* PROBLEM STATEMENT
Extract the data exactly, missing nothing.

* INPUT RECORDS
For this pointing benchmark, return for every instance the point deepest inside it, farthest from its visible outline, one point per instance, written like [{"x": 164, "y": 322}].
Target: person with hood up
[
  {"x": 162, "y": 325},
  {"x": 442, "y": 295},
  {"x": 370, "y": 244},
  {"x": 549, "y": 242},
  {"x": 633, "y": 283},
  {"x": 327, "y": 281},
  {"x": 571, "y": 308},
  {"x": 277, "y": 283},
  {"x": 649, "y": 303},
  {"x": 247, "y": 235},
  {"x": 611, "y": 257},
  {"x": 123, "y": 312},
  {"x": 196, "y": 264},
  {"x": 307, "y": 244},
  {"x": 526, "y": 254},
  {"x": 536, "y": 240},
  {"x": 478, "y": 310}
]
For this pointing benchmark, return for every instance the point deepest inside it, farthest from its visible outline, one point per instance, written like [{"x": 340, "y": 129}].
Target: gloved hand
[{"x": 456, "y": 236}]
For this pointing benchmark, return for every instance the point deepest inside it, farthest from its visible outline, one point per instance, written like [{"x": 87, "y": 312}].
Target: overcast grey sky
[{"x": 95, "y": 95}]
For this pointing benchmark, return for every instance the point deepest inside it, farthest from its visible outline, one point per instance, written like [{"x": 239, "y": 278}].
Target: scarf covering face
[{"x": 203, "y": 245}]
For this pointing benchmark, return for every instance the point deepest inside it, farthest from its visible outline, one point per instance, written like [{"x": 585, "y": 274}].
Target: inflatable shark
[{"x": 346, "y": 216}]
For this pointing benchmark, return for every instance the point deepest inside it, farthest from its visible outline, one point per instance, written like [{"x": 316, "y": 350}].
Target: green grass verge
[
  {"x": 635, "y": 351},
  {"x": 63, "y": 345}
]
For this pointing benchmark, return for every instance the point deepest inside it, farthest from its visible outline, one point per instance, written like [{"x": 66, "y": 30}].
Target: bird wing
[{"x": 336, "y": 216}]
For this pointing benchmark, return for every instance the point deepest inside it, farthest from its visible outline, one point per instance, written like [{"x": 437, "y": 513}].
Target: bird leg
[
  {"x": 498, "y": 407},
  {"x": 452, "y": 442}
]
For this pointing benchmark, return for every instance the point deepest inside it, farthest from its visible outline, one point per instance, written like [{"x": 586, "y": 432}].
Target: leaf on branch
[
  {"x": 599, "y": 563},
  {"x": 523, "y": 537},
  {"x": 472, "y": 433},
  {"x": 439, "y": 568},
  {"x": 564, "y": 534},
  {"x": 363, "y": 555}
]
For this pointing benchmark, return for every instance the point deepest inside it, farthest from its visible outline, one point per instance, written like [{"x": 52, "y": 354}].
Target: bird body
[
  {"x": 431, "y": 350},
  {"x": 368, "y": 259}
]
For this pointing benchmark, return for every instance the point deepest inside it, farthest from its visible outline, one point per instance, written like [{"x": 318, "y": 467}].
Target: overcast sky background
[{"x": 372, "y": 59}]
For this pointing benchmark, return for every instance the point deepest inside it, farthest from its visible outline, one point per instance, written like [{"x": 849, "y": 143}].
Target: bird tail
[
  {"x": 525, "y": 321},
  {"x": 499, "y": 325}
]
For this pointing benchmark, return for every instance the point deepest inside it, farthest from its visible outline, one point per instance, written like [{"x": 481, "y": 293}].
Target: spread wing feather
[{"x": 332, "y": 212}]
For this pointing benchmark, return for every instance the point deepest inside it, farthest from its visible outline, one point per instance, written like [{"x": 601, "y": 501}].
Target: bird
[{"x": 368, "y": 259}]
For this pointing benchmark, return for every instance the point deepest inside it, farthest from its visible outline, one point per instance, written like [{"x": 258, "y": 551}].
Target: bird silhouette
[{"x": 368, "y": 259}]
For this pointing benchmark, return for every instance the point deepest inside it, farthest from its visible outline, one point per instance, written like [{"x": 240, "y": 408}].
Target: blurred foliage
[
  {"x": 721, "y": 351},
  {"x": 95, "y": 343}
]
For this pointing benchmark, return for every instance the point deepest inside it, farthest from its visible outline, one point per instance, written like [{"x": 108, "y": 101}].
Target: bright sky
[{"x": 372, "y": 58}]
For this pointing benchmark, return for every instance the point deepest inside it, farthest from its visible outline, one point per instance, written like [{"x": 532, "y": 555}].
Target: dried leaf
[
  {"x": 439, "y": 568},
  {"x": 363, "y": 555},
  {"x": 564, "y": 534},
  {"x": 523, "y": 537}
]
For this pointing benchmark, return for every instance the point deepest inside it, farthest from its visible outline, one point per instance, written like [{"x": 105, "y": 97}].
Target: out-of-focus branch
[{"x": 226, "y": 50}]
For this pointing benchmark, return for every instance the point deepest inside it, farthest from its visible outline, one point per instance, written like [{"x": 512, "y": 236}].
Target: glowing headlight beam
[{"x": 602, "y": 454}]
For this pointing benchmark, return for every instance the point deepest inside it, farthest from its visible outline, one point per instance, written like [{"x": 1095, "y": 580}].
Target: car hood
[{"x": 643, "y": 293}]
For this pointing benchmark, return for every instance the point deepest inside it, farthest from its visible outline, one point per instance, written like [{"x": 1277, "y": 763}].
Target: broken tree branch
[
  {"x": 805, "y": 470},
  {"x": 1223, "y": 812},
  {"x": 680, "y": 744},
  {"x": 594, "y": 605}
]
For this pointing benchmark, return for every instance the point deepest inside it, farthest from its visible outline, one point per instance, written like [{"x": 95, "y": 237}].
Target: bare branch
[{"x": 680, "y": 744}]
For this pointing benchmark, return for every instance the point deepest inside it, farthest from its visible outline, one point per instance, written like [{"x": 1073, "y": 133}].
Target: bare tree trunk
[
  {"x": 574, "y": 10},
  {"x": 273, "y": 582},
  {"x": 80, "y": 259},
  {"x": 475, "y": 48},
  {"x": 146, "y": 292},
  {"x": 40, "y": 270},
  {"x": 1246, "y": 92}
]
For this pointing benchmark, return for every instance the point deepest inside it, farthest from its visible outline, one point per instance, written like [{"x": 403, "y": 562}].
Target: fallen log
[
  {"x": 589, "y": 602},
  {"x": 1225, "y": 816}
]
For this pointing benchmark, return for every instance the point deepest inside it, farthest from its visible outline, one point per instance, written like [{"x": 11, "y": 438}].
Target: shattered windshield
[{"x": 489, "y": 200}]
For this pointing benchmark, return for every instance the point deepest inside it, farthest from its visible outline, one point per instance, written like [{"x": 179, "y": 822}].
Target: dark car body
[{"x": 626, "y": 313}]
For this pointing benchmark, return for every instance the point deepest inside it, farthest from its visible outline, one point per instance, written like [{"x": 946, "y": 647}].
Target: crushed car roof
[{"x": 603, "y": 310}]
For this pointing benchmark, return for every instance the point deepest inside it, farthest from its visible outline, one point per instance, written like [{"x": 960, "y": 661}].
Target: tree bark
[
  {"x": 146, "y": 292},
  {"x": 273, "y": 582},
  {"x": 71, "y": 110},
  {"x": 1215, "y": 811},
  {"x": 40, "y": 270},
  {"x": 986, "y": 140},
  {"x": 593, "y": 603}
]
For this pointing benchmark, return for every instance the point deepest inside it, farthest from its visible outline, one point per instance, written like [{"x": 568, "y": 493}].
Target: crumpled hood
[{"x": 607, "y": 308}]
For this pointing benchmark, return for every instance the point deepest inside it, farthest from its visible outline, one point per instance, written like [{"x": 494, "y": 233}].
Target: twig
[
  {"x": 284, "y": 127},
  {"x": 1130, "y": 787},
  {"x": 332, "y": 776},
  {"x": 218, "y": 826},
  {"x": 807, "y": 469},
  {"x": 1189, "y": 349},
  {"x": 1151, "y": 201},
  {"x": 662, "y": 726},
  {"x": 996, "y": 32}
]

* IN RESPONSE
For this pointing benchmark, return for every instance the point deepest inside it, farthest from its visible outline, one point per instance, written like [{"x": 164, "y": 322}].
Target: person with hood up
[
  {"x": 162, "y": 325},
  {"x": 442, "y": 295},
  {"x": 370, "y": 244},
  {"x": 549, "y": 242},
  {"x": 633, "y": 283},
  {"x": 327, "y": 281},
  {"x": 571, "y": 308},
  {"x": 277, "y": 283},
  {"x": 649, "y": 303},
  {"x": 247, "y": 235},
  {"x": 611, "y": 257},
  {"x": 123, "y": 312},
  {"x": 196, "y": 264},
  {"x": 307, "y": 244},
  {"x": 526, "y": 254},
  {"x": 536, "y": 240},
  {"x": 478, "y": 310}
]
For this pointing benchmark, return for every instance the point deepest inside it, farthest from its visible outline, one point per instance, written like [{"x": 340, "y": 129}].
Target: gloved hand
[{"x": 456, "y": 236}]
For this pointing benchmark, return for every instance the point deepest inside it, farthest from its visible outline, one point per instance, written like [{"x": 87, "y": 312}].
Target: overcast grey sky
[{"x": 95, "y": 95}]
For this pointing benchmark, return for every instance the point deepest inside it, farthest from its visible outline, one point per instance, written like [{"x": 239, "y": 278}].
Target: scarf covering face
[{"x": 203, "y": 245}]
For this pointing benchmark, return for every instance the point deepest inside it, farthest from its visible outline, one point per instance, written like [{"x": 585, "y": 274}].
Target: inflatable shark
[{"x": 346, "y": 216}]
For this pointing benchmark, return for every instance the point deepest inside it, farthest from its visible outline, one point per instance, written like [{"x": 316, "y": 350}].
Target: green grass verge
[
  {"x": 635, "y": 351},
  {"x": 63, "y": 345}
]
For this pointing benchmark, return for every instance the point deepest inside it, farthest from its visible outline, one point per instance, written like [{"x": 66, "y": 30}].
Target: bird wing
[{"x": 336, "y": 216}]
For this pointing benchmark, return for every instance the point deepest inside it, farthest from its visible outline, one point per instance, written like [{"x": 437, "y": 513}].
Target: bird leg
[
  {"x": 498, "y": 407},
  {"x": 452, "y": 442}
]
For this pointing benchmark, return for every instance the point deepest inside it, farthest from its visible outline, one point per instance, written like [{"x": 586, "y": 432}].
Target: leaf on branch
[
  {"x": 599, "y": 563},
  {"x": 523, "y": 537},
  {"x": 472, "y": 433},
  {"x": 439, "y": 568},
  {"x": 564, "y": 534},
  {"x": 363, "y": 555}
]
For this pointing benchmark, return for every instance the point deepest inside it, farthest from its visible outline, one point per instance, written like [{"x": 52, "y": 354}].
Target: bird body
[
  {"x": 431, "y": 350},
  {"x": 368, "y": 259}
]
For this pointing benchmark, return for every instance the point deepest inside it, farthest from its visible outline, one point per instance, written like [{"x": 318, "y": 467}].
Target: overcast sky background
[{"x": 372, "y": 59}]
For this pointing benchmark, return for every instance the point deepest inside it, farthest from its visible outline, one point per instance, written like [{"x": 849, "y": 143}].
Target: bird tail
[
  {"x": 525, "y": 321},
  {"x": 499, "y": 325}
]
For this pointing benchmark, return for every instance the point deepest inside it, farthest from its visible outline, one point per instance, written like [{"x": 481, "y": 293}].
Target: spread wing feather
[{"x": 332, "y": 212}]
For this pointing benchmark, return for every instance the point deepest inside it, farthest from its visible outline, one point per instance, written like [{"x": 601, "y": 501}].
Target: bird
[{"x": 368, "y": 259}]
For this pointing benchmark, return for every instance the point deepest inside it, farthest from its visible outline, one point per instance, written like [{"x": 258, "y": 551}].
Target: bird silhouette
[{"x": 368, "y": 259}]
For this pointing benchmark, return for every instance the point deepest inside it, farthest from its visible outline, one point per instance, written like [{"x": 240, "y": 408}].
Target: blurred foliage
[
  {"x": 721, "y": 351},
  {"x": 95, "y": 343}
]
For this pointing benchmark, return for every instance the point deepest inside it, farthest from its visible outline, one point per instance, written like [{"x": 108, "y": 101}].
Target: bright sky
[{"x": 372, "y": 58}]
For this pointing benchmark, return for every instance the point deepest inside it, farthest from its visible outline, one point per instance, written like [{"x": 532, "y": 555}].
Target: dried leaf
[
  {"x": 439, "y": 568},
  {"x": 363, "y": 555},
  {"x": 564, "y": 534},
  {"x": 523, "y": 537}
]
For this pointing benchmark, return for every instance the point deepest inside it, farthest from its visible outline, one point per instance, written like [{"x": 105, "y": 97}].
Target: out-of-focus branch
[{"x": 226, "y": 50}]
For this pointing benchmark, return for every instance the point deepest inside it, farthest from its visible outline, one point per instance, written like [{"x": 512, "y": 236}].
Target: glowing headlight beam
[{"x": 602, "y": 454}]
For this pointing benchmark, return for every instance the point deepest inside it, farthest from its visible outline, one point per instance, written like [{"x": 1095, "y": 580}].
Target: car hood
[{"x": 643, "y": 293}]
For this pointing benchmark, return for every instance the point deepest inside it, farthest from its visible outline, one point per instance, written like [{"x": 1277, "y": 763}].
Target: broken tree branch
[
  {"x": 805, "y": 470},
  {"x": 1223, "y": 812},
  {"x": 680, "y": 744},
  {"x": 594, "y": 605}
]
For this pointing benchmark, return for every instance the point deepest inside it, farthest from its visible outline, one point per instance, written like [{"x": 95, "y": 237}].
Target: bare branch
[{"x": 680, "y": 744}]
For this pointing benchmark, return for every instance the point deepest inside it, farthest from its visible outline, one point per instance, written like [{"x": 1073, "y": 133}].
Target: bare tree trunk
[
  {"x": 574, "y": 10},
  {"x": 273, "y": 582},
  {"x": 80, "y": 259},
  {"x": 475, "y": 48},
  {"x": 146, "y": 292},
  {"x": 40, "y": 270},
  {"x": 1246, "y": 92}
]
For this pointing benchmark, return for every instance the point deepest inside it, farthest from its visible outline, one point per instance, written like [{"x": 403, "y": 562}].
Target: fallen log
[
  {"x": 589, "y": 602},
  {"x": 1225, "y": 816}
]
For this pointing benchmark, return for every instance the point deepest inside it, farthest from its visible outline, one point per instance, written like [{"x": 11, "y": 438}].
Target: shattered windshield
[{"x": 489, "y": 200}]
For this pointing benchmark, return for every instance the point deepest inside it, farthest from its visible outline, one point per instance, written like [{"x": 179, "y": 822}].
Target: dark car body
[{"x": 626, "y": 313}]
For this pointing benchmark, return for every instance the point deepest inside it, farthest from its visible outline, one point per instance, written like [{"x": 946, "y": 647}].
Target: crushed car roof
[{"x": 603, "y": 310}]
For this pointing benchmark, return for every instance the point deepest inside it, farthest from its visible outline, one point per instance, written like [{"x": 960, "y": 661}].
Target: tree bark
[
  {"x": 146, "y": 292},
  {"x": 273, "y": 582},
  {"x": 71, "y": 110},
  {"x": 1215, "y": 811},
  {"x": 40, "y": 270},
  {"x": 986, "y": 140},
  {"x": 593, "y": 603}
]
For this pointing benchmark, return for every instance the point deepest inside it, farthest from its visible outline, one point per instance, written like [{"x": 568, "y": 493}].
Target: crumpled hood
[{"x": 607, "y": 308}]
For this pointing benchmark, return for every instance the point deepest inside it, farthest from its visible outline, one point per instance, written like [{"x": 494, "y": 233}].
Target: twig
[
  {"x": 284, "y": 127},
  {"x": 1130, "y": 787},
  {"x": 332, "y": 776},
  {"x": 218, "y": 826},
  {"x": 807, "y": 469},
  {"x": 1189, "y": 349},
  {"x": 1151, "y": 201},
  {"x": 662, "y": 726},
  {"x": 996, "y": 32}
]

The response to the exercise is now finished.